Description of the task —
Answer these questions about the audit rubric text below:
1. Which score is assigned to an item that exists but is unused or trivially empty?
2. How is the overall score calculated?
3. Which two hosted tools are given as examples for agentic review?

Audit — harnessed.md

The audit is a rubric your agent runs against your codebase. It scores each pillar — Guides, Verification, Observation, Closing the loop — flags where the harness is thin, and recommends a next step grounded in the tooling you already use.

##The prompt

Audit this repository against the rubric at
https://www.harnessed.md/audit/llms.txt and follow the instructions there.

##Scoring

Score each item from evidence in the repo, not from intent. For each item, the agent assigns one number:

0 — not present
1 — token: exists but unused or trivially empty
2 — partial: inconsistent or incomplete coverage
3 — solid baseline
4 — thorough, well-maintained
5 — exemplary, no areas to improve

##Output

One markdown table per section:

| Item | Score | Evidence | Next step |
| --- | --- | --- | --- |

The Next step column should reference the tooling already in the repo (extend the existing ESLint config, not introduce Biome alongside it). One concrete action per row, or blank if the score is 5.

Then an aggregate, computed the same way every time:

Pillar score — the mean of that pillar’s item scores, rounded to one decimal place.
Overall score — the unweighted mean of the four pillar scores, rounded to one decimal place.

Average the pillars, not the items, so each pillar counts equally regardless of how many items it has — and don’t weight any pillar above the others.

##The rubric

Each item links to where the best-practice guidance lives on /guides, /verification, or /observation. Those sections are bundled into the rubric page the agent reads, so it grounds each score and recommendation without fetching anything.

###Guides

AGENTS.md at root — exists in the portable form, with tool aliases like CLAUDE.md symlinked to it; focused enough that the agent will actually read it.
Commands documented — build, test, lint, deploy paths the agent can run.
Boundaries declared — explicit “always do / never do / ask first.”
Path-scoped rules — used where the codebase has distinct subtrees (e.g. apps/api vs apps/web).
Skills — repeatable workflows captured in SKILL.md format per the agentskills.io spec, placed in .agents/skills/ with tool-specific paths configured or symlinked.
Hooks — mechanical enforcement for what an advisory rule can’t reliably guarantee.

###Verification

Types — strict mode on; escape hatches (any, untyped) blocked at the linter.
Linting — present, with rules targeting agent anti-patterns (stubs, untyped, etc.).
Security scanning — security ruleset wired into CI (Semgrep, Snyk, or equivalent).
Tests — unit and integration in place; tests don’t mock the system they’re verifying.
Agentic review — PR review by other agents — hosted (e.g. CodeRabbit, Greptile) or a local subagent set.
Mutation testing — for high-stakes code, signal beyond line coverage.
Guardrails — autonomous or background loops have explicit stopping conditions: a max-iteration ceiling, no-progress detection, and a token/dollar budget cap.

###Observation

Error tracking — exceptions captured with stack traces, source maps, and deploy markers that tie incidents back to the PR that caused them.
Usage analytics — meaningful user actions instrumented per change; activation cohorts and drop-off measurable, not just pageviews.
Agentic investigation — an agent (hosted like Vercel Agent, or a custom loop with MCP access to logs) runs on alert and posts a root-cause hypothesis before a human looks.

###Closing the loop

Durable learnings — recurring defects get extracted into rules / tests / hooks, not absorbed as one-off prompt fixes.
Persistence — a mechanism that carries learnings across sessions (memory file, /learn skill, SessionEnd hook, or similar).

Entries supplied —

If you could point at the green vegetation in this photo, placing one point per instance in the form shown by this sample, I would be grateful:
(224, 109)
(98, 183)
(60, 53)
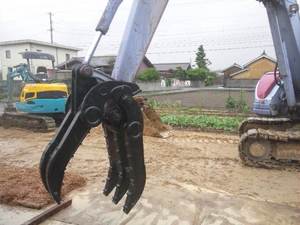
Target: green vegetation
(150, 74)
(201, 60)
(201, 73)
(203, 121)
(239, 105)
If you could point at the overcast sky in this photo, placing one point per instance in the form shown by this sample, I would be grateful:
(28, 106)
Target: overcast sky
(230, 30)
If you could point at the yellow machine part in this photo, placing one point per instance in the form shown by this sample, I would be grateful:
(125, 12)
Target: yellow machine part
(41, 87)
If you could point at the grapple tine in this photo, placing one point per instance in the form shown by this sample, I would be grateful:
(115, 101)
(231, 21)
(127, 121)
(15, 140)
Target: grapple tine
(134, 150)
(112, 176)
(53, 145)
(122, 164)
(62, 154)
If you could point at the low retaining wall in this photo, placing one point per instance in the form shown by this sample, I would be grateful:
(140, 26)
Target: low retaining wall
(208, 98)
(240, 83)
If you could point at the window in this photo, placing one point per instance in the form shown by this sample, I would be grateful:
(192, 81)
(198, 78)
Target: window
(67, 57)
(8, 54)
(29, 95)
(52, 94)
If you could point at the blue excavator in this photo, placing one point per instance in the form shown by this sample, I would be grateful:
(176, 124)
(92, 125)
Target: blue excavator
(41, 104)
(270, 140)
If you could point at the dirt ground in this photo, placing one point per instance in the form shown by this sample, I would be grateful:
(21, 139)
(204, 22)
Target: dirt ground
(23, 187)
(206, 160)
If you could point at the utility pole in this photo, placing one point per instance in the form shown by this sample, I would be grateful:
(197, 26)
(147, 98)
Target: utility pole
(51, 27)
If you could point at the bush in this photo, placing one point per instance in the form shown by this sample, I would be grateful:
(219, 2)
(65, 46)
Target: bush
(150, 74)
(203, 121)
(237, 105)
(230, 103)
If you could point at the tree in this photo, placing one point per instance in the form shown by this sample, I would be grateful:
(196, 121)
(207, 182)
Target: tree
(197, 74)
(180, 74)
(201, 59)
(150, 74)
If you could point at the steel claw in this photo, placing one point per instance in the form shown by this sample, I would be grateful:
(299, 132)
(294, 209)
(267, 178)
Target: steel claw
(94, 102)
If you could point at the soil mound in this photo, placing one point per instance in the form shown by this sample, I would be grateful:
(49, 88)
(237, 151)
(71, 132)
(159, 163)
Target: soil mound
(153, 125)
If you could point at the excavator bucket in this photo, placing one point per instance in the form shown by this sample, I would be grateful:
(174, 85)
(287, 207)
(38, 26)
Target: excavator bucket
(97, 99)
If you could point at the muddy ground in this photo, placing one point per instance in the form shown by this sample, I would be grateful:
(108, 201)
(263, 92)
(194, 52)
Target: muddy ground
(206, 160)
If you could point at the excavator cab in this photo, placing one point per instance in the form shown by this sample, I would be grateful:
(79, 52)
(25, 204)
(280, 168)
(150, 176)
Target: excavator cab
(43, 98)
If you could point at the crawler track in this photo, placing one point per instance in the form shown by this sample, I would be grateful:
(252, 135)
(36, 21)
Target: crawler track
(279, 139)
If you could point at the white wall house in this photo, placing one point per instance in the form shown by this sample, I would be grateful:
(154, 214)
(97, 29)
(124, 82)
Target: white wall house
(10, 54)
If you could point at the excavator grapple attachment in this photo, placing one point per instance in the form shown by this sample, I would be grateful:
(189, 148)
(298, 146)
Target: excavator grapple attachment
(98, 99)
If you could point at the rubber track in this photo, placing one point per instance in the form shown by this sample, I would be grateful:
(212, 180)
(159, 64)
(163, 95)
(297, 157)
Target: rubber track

Written response —
1. 1
2. It is the unweighted mean of the four pillar scores, rounded to one decimal place.
3. CodeRabbit and Greptile